- [SOURCE EXTRACT]:
* Start *

That's what you'd do with the time machine?...

i'd go back to last year and bet everything I own on the eagles winning the superbowl before the season started... then I would have won several hundrend of millions instead of a 4k...

Laughs before cash as the saying goes.
 
Meh, Chinese people can be the most racist people on the planet. All races are racist. Everyone is racist. Race is racist.

Fuck you asshole..

We Chinese people ARE the most racist people on the planet as a race...

Don't half ass your allegations with this can or cannot bullshit...
 
Fuck you asshole..

We Chinese people ARE the most racist people on the planet as a race...

Don't half ass your allegations with this can or cannot bullshit...
My bad, my bad.
 
That's what you'd do with the time machine?...

i'd go back to last year and bet everything I own on the eagles winning the superbowl before the season started... then I would have won several hundred of millions instead of 4k...
Or bet that an expansion team would make it to the Stanley Cup finals.
 
meh...

probably some of this shit is taken out of context. plus that was written he was still living in Germany. not too far fetched considered where he grew up and where he travelled.. he probably saw some really fucked up shit abroad...

He joined the NAACP in Princeton and championed for civil rights for African Americans... sooooo is he racist..? i'd say no.. not later in his life in the US for sure.

Donald Sterling who got caught on a private convo saying racist things about Blacks, was also a member of NAACP or was about to be given an award by them as well.

I dont think Einstein is racist in the way of Hatred and wishing death, he was just stating a personal opinion from his observations, but to say because someone joined NAACP means they are not racist is funny, its like saying a person who wears a Cross is a good practicing sinless Christian. You will never really know since there are people who are wolf and sheeps clothing.

Look at Harvey Weinstein he was an outspoken feminist and look how he got exposed sexing up all those women and begging and forcing them to watch him jerk off or suck him off to keep their jobs.
 
I wouldn't call it racist, possibly politically incorrect but so often the truth is politically incorrect.

They are his comments based on his observations nothing more. Some of which I can relate to, regardless the man gave us this gem.
images

So cut him some slack.
Little known fact, this picture was taken after Marie Curie asked Albert if he liked fish tacos
 
At the time he traveled to Asia, China was still a backwater shithole. You're going to find the same conditions in impoverish parts of the world. While it's clearly a generalization, but it's not racist IMO.

* End *

- [WORK TO COMPLETE]:
a: Copy out every row below word for word, keeping each coordinate pair.
b: Write the next part of the forum discussion about whether Einstein's comments were racist, starting after its last post.
The rows below have nothing to do with the Einstein discussion above.

- [LISTED RECORDS]:
* Start *

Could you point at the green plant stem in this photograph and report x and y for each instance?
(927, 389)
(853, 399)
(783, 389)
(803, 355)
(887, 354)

* End *

- [PER-TASK ANSWERS]:
a:
Could you point at the green plant stem in this photograph and report x and y for each instance?
(927, 389)
(853, 399)
(783, 389)
(803, 355)
(887, 354)

b:
On the other hand, why do we take what a physicist said about race so seriously? You take what your doctor tells you about the stock market seriously?
 
People just want to push our values/morals on people of the past. It doesnt really work that way. Im much more concerned with what people do, and what they say to the public, instead of old personal journals from when they were younger. People change their views as they age.

Yeah.. They usually become even more honest.
 
At the time he traveled to Asia, China was still a backwater shithole. You're going to find the same conditions in impoverish parts of the world. While it's clearly a generalization, but it's not racist IMO.

On the other hand, why do we take what a physicist said about race so seriously? You take what your doctor tells you about the stock market seriously?
He was a genius, and that usually carries over. What he said about Chinese culture isn't that shocking. Observations made as a tourist, and not taken from the inside, should not be overly appreciated, however. Is it shocking that he said Chinese are more hive like, with less individual personality? Would humanity nitvlose something should they be the leasing and prevailing culture? They have their strengths and weaknesses like every other culture.
 
At the time he traveled to Asia, China was still a backwater shithole. You're going to find the same conditions in impoverish parts of the world. While it's clearly a generalization, but it's not racist IMO.

On the other hand, why do we take what a physicist said about race so seriously? You take what your doctor tells you about the stock market seriously?

China was never really a backwater shithole, they fell behind the West massively in technology and science due to their insular, arrogant attitudes, but they were always a relatively powerful country and their culture is ancient and unique, was pretty much the precursor to all East Asian culture.

I guarantee you if you took a Chinese mandarin from the Qing imperial court and surrounded him with English coal miners he might have made similar comments, this whole 'crucify people with what they said in the past' shit is asinine, doubly so when certain guys get a pass...Muhammed Ali is on record as saying he didn't believe in the mixing of the races, nobody ever seems to bring that up when they're talking about how great he was. Gandhi said lots of really racist shit about South African blacks, again, he gets a pass....Malcom X is seen as a hero by many blacks and he was a hateful piece of shit criminal.

Blacks and asians always like to act like they're horrified at the very idea of racism but we know that it's not the case because they are so often racist themselves and many think they are justified in doing so.
 
Albert Einsteins Travel Diary was published and he gives his observations of the different cultures he visited, do you consider him a racist? His harshest criticism was for the Chinese people.

Einstein's travel diaries reveal physicist's racism

This is the first time the diaries have been published as a standalone volume in English.

Published by Princeton University Press, The Travel Diaries of Albert Einstein: The Far East, Palestine, and Spain, 1922-1923 was edited by Ze'ev Rosenkranz, assistant director of the California Institute of Technology's Einstein Papers Project.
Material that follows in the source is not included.